_Stated goal_: Identify every line in the records below that contains the word "camera", and copy each of those lines.

◆ ◆ ◆ ◆ ◆ ◆ ◆

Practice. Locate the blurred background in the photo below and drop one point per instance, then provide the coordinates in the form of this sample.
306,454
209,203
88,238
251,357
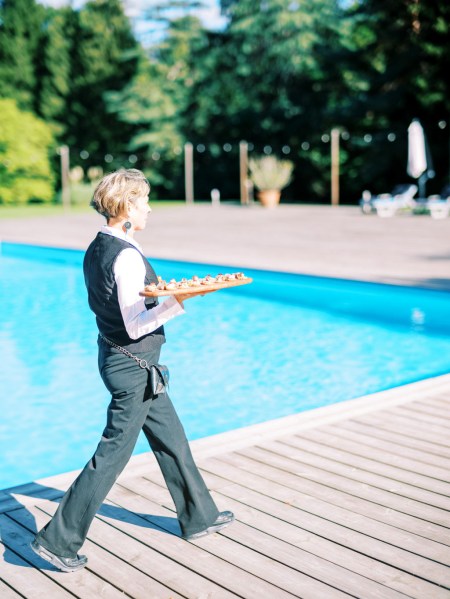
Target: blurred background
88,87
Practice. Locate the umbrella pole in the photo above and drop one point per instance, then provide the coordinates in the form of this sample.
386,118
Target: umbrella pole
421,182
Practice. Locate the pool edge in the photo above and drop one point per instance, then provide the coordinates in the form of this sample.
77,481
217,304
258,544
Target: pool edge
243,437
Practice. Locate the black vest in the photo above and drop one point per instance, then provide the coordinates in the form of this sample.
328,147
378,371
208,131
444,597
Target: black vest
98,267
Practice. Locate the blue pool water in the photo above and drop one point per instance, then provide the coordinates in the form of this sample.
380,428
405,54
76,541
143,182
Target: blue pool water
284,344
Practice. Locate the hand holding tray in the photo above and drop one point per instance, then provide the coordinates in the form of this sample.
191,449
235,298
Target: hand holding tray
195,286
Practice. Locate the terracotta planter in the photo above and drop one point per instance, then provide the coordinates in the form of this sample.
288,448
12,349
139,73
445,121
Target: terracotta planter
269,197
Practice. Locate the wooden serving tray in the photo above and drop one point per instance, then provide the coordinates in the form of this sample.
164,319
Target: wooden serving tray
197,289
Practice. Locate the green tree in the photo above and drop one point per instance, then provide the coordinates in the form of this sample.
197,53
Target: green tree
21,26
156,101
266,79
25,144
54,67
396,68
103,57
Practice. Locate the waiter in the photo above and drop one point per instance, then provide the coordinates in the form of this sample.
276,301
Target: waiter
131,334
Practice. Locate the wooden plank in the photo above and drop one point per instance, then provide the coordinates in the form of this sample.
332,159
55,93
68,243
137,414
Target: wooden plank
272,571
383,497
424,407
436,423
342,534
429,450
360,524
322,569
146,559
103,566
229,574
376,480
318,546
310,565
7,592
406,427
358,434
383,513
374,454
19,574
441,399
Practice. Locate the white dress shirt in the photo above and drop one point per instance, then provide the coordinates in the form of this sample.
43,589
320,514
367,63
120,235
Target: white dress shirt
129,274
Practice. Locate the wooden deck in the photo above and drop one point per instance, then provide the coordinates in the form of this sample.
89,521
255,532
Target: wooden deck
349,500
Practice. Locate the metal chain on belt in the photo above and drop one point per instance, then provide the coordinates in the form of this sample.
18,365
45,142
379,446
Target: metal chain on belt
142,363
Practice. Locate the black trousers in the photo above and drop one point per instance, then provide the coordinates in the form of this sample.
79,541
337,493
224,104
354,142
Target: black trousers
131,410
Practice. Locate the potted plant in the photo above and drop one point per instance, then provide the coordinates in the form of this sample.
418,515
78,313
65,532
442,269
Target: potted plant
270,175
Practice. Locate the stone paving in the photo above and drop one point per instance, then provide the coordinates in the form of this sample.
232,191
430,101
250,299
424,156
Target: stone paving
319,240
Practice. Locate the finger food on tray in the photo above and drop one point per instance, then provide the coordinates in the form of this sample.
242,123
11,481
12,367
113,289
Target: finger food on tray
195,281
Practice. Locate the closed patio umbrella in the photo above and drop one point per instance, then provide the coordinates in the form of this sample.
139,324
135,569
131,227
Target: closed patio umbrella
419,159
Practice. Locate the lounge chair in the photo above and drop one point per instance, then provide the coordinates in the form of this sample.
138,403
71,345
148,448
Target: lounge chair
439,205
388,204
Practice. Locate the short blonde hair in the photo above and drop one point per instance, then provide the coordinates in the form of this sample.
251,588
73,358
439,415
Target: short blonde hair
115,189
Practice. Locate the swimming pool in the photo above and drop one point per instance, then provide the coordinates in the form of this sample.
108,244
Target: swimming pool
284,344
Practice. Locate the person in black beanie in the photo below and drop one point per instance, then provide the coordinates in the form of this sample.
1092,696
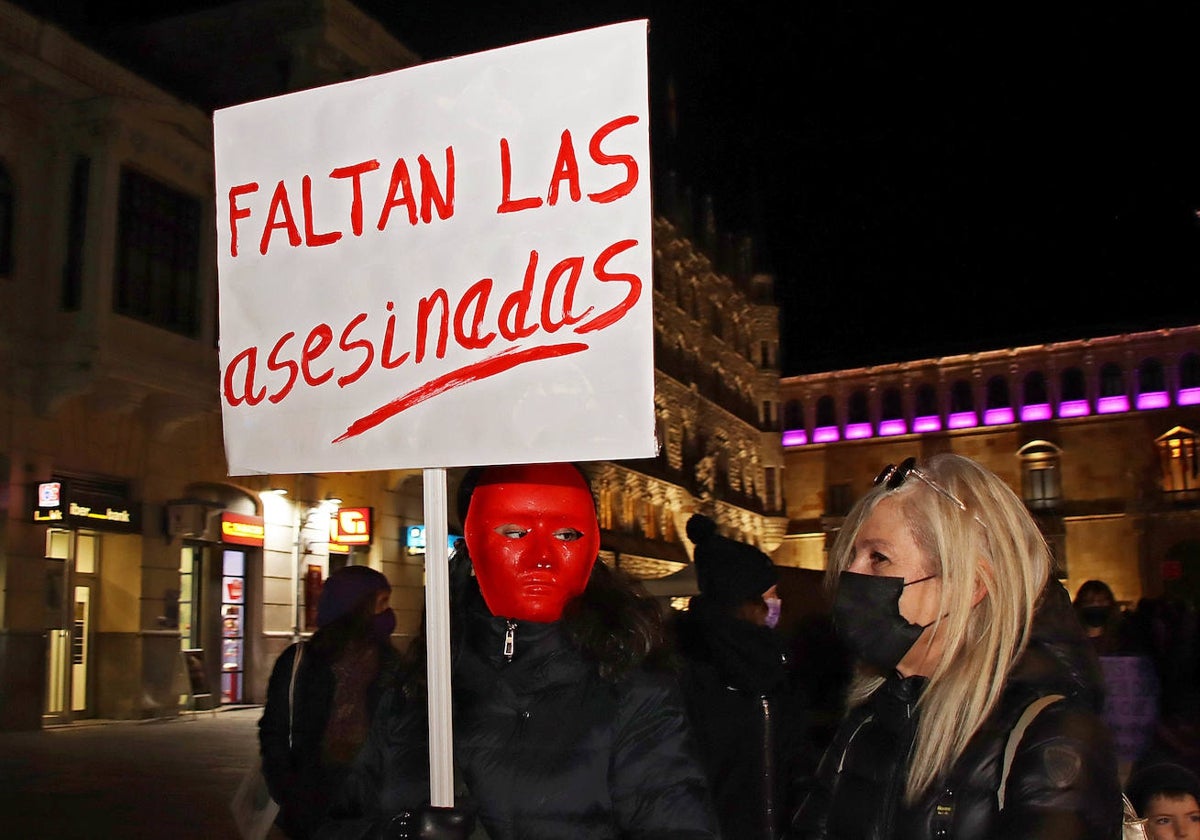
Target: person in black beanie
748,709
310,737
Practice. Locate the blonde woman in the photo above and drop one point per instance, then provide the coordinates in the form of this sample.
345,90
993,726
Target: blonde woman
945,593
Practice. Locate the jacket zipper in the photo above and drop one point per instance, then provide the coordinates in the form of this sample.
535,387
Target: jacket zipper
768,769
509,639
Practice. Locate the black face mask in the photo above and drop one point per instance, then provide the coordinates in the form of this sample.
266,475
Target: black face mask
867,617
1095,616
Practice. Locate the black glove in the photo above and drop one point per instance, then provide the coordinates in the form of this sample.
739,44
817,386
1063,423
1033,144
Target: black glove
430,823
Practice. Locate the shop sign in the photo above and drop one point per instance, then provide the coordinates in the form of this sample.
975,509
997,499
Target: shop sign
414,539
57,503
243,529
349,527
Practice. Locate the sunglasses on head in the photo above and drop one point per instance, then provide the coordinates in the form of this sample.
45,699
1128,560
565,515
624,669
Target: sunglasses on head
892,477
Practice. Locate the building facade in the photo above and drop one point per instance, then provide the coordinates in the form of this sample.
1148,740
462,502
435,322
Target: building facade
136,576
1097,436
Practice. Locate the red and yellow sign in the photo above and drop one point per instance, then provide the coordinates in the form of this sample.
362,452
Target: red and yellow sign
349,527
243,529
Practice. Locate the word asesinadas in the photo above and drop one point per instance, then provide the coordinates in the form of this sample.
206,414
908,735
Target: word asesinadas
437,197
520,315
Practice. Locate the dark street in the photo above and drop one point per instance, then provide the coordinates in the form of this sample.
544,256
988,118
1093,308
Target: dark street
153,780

◆ ◆ ◆ ◆ ◆ ◆ ◆

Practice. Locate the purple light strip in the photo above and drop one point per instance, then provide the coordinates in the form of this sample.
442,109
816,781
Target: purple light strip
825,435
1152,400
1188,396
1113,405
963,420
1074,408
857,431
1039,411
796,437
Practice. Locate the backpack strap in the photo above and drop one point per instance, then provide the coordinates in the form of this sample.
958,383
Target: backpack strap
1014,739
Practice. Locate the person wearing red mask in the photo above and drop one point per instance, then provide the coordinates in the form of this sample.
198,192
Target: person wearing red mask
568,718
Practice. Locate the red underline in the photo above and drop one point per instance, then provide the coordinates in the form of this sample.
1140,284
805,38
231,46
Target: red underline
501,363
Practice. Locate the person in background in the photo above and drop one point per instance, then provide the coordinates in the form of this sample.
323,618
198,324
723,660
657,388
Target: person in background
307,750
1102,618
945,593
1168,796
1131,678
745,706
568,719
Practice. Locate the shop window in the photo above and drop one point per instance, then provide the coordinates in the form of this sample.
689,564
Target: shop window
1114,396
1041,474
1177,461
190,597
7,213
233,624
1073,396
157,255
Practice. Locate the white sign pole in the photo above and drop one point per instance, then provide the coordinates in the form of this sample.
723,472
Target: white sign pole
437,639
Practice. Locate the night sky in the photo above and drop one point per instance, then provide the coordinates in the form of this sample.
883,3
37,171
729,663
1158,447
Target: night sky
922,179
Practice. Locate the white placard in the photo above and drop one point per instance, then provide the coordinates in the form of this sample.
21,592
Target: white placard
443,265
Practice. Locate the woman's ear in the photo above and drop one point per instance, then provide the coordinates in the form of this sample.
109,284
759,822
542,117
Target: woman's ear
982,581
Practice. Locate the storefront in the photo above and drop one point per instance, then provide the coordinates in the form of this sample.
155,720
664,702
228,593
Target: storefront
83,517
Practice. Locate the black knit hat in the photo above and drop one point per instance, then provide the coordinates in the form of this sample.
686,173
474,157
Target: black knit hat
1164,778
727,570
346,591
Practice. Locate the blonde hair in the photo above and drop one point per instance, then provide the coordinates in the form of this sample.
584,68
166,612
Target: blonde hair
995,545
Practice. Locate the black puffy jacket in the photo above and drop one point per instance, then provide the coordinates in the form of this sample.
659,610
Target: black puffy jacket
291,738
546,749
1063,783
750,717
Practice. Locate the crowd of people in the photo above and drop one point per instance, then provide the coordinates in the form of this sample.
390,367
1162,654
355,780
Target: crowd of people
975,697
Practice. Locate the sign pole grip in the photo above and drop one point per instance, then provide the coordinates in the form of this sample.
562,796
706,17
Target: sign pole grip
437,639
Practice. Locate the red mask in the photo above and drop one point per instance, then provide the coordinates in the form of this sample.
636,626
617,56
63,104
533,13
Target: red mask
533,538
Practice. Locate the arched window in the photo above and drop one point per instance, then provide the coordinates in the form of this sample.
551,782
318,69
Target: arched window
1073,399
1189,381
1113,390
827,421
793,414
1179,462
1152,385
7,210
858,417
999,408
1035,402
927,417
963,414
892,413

◆ ◆ ◆ ◆ ◆ ◆ ◆

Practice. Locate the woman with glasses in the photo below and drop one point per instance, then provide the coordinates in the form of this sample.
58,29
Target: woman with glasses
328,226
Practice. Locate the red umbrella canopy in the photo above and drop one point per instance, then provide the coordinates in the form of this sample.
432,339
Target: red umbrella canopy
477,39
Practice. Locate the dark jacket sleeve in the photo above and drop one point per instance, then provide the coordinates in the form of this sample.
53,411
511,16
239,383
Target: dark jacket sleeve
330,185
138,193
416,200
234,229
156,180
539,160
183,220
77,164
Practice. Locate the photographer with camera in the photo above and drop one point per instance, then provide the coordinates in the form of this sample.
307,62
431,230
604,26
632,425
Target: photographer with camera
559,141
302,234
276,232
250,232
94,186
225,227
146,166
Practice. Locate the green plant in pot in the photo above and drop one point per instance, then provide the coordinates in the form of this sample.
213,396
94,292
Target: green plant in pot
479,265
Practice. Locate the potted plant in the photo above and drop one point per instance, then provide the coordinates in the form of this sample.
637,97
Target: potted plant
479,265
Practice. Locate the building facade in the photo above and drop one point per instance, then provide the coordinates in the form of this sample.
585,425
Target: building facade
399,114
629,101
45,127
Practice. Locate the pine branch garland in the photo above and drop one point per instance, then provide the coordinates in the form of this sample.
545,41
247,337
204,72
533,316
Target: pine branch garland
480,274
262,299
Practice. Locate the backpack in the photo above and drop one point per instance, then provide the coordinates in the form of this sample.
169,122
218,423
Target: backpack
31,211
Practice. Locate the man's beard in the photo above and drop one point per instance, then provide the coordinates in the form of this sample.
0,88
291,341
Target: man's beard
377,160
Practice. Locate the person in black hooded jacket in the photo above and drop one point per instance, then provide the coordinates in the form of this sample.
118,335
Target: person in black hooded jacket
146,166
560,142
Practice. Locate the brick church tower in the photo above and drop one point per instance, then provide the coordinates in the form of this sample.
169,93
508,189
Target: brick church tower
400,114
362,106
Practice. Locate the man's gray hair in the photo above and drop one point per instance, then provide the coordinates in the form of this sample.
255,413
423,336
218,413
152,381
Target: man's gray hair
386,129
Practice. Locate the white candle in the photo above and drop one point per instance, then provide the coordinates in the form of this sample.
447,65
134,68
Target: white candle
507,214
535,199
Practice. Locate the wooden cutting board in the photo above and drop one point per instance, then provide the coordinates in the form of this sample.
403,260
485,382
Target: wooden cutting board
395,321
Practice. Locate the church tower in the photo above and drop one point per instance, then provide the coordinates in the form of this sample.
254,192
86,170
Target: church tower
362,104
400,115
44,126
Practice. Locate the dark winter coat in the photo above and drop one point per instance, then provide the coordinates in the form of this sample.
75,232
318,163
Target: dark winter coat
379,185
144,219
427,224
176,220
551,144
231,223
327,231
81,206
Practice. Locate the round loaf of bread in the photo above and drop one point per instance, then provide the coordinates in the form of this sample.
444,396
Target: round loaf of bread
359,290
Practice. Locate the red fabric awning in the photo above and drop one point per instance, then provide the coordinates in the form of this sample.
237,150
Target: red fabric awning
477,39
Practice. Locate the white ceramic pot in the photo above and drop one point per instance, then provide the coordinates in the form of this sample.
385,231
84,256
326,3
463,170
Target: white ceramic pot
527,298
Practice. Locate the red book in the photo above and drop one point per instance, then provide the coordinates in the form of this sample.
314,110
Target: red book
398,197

◆ ◆ ◆ ◆ ◆ ◆ ◆

_Written answer_:
Practice. Locate the photographer with camera in the photo above and drop one point per instance, then provide the coordinates in the form of this sample.
Target: photographer with camera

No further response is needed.